Resume the blog post below about performing weddings, picking up right after its final sentence and ignoring the listing that follows it.

- Document passage:
☆ ☆ ☆ ☆

Saturday, August 28, 2010

Wedding

On Saturday, I got to participate in a wedding.  Any pastor will tell you that performing weddings can be a mixed blessing. 

One the one hand, weddings often involve you with young people who are very self involved, not much interested in church after the preacher says, "I now pronounce you husband and wife," or while they will suffer through counseling or classes have much more interest in holding a great wedding than having a great marriage. 

I've married people who had their marriage fall apart shortly after the wedding.  One bride was actually carrying on a affair while she was making her vows.  I had a bride back in Ohio who didn't show up for the rehearsal but didn't call me to cancel.  The organist and I sat and stared at each other until I finally got the bride on the phone.  "I meant to call you," she explained. "My fiance spent the money for the wedding on boarding his horse."

I had a wedding in Hector that started 90 minutes late.   The bride and groom were ready to go, but the bride's grandfather was delayed.   You see, a cousin in New York City was supposed to get on a bus for Ithaca, about 35 minutes away from Hector.  The cousin instead got on a bus for Utica about a three hour drive away.  So a car, with grandpa in the car as a passenger, went to pick up this cousin. 

The mother of the bride made an announcement, the organist just kept playing, rather like the orchestra on the Titanic.  The best man and I kept the groom iced down, he was fairly livid.

These are the weddings that make pastor's dread weddings.   Today was the complete opposite.

The opposite is good weddings, couples who realize that a wedding point is a starting point for a marriage.   I have performed weddings and then had the privilege to baptize the children born of that marriage.  I love performing weddings for people on second marriages, someone once said, "remarriage after divorce is the triumph of hope over experience," but it is also the triumph of love over pain.   I love performing weddings for people I knew as children or teenagers.

I got to perform a wedding for my friends David and Carolyn who actually met at my 31st birthday party.   They married a year after I graduated from seminary and I traveled back to conduct the ceremony with my mentor Howard Rice and got to celebrate communion with Howard in Stewart Chapel as part of that service.  Carolyn and David had a fabulous homemade reception and I even caught the bouquet.  (I have several bouquets, BTW.  No bridesmaid has a chance against me!)

Today, I got to participate in the wedding of a friend and a colleague.   Leanne is pastor of two churches in Central Nebraska Presbytery.   She has been a good friend to me and I hope I to her.   She asked me to participate in the leadership of her wedding at one of the lowest points in my professional life.  I preached while most the ceremony was conducted by Paul, an actor friend of Michael, the groom.  Paul got ordained through the Internet so he could conduct weddings for friends.  Turns out, like me, he is a UNO drama department grad, he knows my brothers from Omaha Opera Chorus and is the cousin of a college buddy of mine.   He also does a very nice and very professional wedding.

Preachers know a lot of other preachers, so I was really touched when Leanne asked me.   I was the first friend to see her engagement ring after Michael gave it to her, so I was really honored to see that event to the end.   It was a good day, a reverent, worshipful service.   A low key, delicious wedding reception, featuring smoked meats by Mike's dad.  It was one of those days when I feel like, "Thank God I get to marry people!"

☆ ☆ ☆ ☆

- Dataset section:
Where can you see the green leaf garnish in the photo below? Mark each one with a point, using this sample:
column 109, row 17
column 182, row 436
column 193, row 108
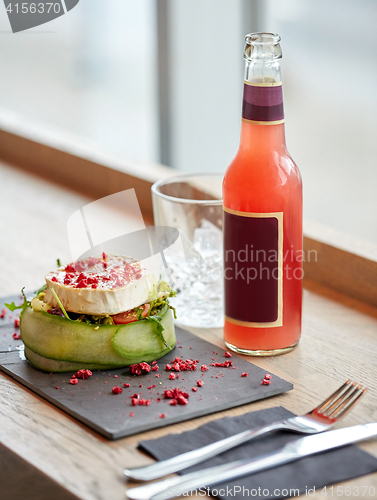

☆ ☆ ☆ ☆

- The response:
Which made me think about a decision made yesterday in Napa, California.  If you are Presbyterian, you probably have heard of Rev. Jane Spahr and how she was just on trial by the Presbytery for performing marriages for same-sex couples while that was legal in California. 

If you are not Presbyterian, you need to know that Janie is an out lesbian, Presbyterian minister.   When the definitive guidance, outlawing non celibate gay clergy was passed by General Assembly, anyone ordained before 1978 was allowed to stay ordained even if they were gay and non-celibate  Janie was ordained in 1974.   For over thirty years, Janie has been the voice of those who wanted to serve the church that told them their sexuality was unacceptable.  She has been the voice of those who  were told they couldn't be married because their love was wrong.   Janie has put herself forward as the face of those the church turns away.  She's retired now, but when these couples came to her to be married, she didn't say no.

So charges were brought.   Three of the four challenges were sustained, in other words, Janie was found guilty.  The Judicial Commission who conducted the trial apologized to Janie and the couples.  The sentence was rebuke by censure, the mildest that could be imposed and will not be imposed until after the appeal.   But Janie was found guilty.  Her crime was marrying people who are in love to each other.  I did that less than 24 hours ago, but because I married a man and a woman, not two women or two men, that was fine.

I could say I don't have a dog in this fight as a straight person.   People sometimes think I'm gay because I am middle aged, tall, large, single and went to seminary in the Bay Area.   But the fact is, and it has taken me many hours of prayer to come to this realization about myself, I like guys.  That was supposed to be sarcastic, can you tell?

I recently ended a relationship with a perfectly lovely man, we fell apart because of distance.   But because he is of a different race than me, there are many places in this country we could not have even contemplated getting married.   That law was wrong.  That law has been changed.

But you know, I do have a dog in this fight.  I have the friends and classmates I have seen leave the PCUSA because of the church that nurtured their faith, has told them they aren't good enough for ministry. 

I do have a dog in this fight:  I want to serve and grow my faith in Christ in a church that actually means that sign that you see out front, All Welcome. 

Seeing a couple in love, gather with family and friends is a privilege we pastors enjoy.   I want to enjoy it no matter who is making up the couple.

Blessings.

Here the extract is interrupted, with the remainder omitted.